> **About this task**:
Copy the material below exactly, but only from the line with "Given the image above, detect the paved" onward, the final line included.

#### Excerpted data

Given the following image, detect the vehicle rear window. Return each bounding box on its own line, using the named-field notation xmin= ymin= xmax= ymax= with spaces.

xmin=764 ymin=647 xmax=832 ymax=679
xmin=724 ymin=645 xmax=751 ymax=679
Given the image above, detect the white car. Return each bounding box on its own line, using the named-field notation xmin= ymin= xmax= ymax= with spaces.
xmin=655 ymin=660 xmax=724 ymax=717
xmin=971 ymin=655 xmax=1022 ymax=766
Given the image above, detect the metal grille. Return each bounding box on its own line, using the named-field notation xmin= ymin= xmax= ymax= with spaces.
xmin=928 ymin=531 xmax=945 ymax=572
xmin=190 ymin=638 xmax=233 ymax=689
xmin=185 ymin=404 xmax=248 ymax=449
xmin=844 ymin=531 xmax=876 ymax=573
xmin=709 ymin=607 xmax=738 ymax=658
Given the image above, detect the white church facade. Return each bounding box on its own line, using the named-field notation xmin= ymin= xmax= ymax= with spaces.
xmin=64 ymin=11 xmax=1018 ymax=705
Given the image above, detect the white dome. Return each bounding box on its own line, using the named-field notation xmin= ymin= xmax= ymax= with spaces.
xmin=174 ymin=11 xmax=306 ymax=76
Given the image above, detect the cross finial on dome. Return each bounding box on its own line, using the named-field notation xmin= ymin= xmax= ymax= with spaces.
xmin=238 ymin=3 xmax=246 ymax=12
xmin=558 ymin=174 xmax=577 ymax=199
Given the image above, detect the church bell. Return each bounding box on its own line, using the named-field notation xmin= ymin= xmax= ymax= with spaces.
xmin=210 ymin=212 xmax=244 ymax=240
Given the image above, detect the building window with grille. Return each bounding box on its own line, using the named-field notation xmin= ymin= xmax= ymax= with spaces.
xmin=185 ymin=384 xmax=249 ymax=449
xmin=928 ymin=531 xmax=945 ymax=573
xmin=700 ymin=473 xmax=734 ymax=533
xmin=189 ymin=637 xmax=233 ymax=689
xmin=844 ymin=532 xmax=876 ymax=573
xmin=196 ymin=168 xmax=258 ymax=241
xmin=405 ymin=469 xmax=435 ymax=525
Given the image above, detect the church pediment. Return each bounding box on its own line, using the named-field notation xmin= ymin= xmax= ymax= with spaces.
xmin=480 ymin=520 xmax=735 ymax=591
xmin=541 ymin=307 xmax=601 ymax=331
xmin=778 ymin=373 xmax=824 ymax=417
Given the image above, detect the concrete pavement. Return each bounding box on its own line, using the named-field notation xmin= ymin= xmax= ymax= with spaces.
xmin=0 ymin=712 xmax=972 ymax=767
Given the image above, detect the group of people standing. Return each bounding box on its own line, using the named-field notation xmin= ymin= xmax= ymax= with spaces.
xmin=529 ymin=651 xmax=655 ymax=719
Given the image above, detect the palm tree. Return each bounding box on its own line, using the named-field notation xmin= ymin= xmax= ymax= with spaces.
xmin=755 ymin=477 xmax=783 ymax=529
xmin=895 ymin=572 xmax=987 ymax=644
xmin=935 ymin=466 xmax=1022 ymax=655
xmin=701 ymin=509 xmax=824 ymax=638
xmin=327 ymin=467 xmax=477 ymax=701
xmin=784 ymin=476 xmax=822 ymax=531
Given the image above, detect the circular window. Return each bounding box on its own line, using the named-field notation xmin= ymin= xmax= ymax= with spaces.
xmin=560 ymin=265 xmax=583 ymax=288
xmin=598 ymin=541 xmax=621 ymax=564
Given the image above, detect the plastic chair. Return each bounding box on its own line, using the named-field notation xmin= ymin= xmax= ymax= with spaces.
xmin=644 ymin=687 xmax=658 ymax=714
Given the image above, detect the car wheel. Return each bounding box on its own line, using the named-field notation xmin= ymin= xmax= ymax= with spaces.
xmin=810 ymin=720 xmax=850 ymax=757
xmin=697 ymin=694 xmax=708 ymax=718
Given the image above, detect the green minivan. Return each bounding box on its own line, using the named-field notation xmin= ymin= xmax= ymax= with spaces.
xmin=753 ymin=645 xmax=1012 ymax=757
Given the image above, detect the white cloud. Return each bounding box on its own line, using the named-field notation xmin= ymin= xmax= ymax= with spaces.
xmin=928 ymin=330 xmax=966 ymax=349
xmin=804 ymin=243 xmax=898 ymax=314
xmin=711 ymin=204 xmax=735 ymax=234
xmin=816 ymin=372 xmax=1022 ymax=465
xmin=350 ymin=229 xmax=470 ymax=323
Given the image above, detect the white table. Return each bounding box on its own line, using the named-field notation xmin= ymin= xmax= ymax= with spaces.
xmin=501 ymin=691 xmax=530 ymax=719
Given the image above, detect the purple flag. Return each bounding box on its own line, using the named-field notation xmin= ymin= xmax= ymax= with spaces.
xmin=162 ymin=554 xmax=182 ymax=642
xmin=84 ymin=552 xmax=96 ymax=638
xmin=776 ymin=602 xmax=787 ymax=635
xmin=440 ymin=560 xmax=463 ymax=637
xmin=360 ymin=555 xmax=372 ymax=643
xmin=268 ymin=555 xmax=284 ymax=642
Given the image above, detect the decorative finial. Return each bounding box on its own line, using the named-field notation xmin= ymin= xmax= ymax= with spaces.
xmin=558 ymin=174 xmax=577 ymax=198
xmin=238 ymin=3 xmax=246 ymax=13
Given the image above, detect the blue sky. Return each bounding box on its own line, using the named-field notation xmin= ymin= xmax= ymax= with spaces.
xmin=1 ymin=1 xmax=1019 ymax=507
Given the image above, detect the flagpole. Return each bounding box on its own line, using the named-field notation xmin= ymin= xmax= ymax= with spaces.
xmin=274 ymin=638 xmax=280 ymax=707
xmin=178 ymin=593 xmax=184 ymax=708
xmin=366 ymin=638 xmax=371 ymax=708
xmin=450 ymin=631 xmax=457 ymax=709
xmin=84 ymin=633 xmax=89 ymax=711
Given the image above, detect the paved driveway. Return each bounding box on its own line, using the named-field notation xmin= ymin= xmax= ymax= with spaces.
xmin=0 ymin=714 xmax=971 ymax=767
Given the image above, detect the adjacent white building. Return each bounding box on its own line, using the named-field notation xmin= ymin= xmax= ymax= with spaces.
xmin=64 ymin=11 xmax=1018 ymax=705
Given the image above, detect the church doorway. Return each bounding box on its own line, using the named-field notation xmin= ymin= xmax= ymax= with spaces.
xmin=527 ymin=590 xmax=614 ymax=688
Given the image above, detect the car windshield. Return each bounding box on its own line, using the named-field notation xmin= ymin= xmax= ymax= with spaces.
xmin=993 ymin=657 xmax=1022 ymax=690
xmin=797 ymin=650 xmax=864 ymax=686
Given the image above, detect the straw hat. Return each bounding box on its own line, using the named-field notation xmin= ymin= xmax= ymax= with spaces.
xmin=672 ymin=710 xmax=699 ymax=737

########

> **Response area**:
Given the image above, detect the paved driveway. Return each bounding box on its own line, using the named-field notation xmin= ymin= xmax= ymax= with spaces.
xmin=0 ymin=714 xmax=971 ymax=767
Given the image above, detect the adjacent white building. Return each bounding box on its own line, using the named-field notation xmin= ymin= xmax= ymax= with spaces.
xmin=64 ymin=11 xmax=1018 ymax=705
Given the image above, detect the church doorway. Return each bounding box on its own line, using the named-field notation xmin= ymin= xmax= ymax= with spaces.
xmin=527 ymin=590 xmax=614 ymax=688
Given the image above, detect the car windshield. Return each bounding box on its own line, using the named-field notation xmin= ymin= xmax= ymax= with spaces.
xmin=993 ymin=657 xmax=1022 ymax=690
xmin=797 ymin=650 xmax=864 ymax=686
Given the image above, detect the straw hat. Return each bounding box on its own line, using the named-field notation xmin= ymin= xmax= ymax= with spaces.
xmin=672 ymin=710 xmax=699 ymax=737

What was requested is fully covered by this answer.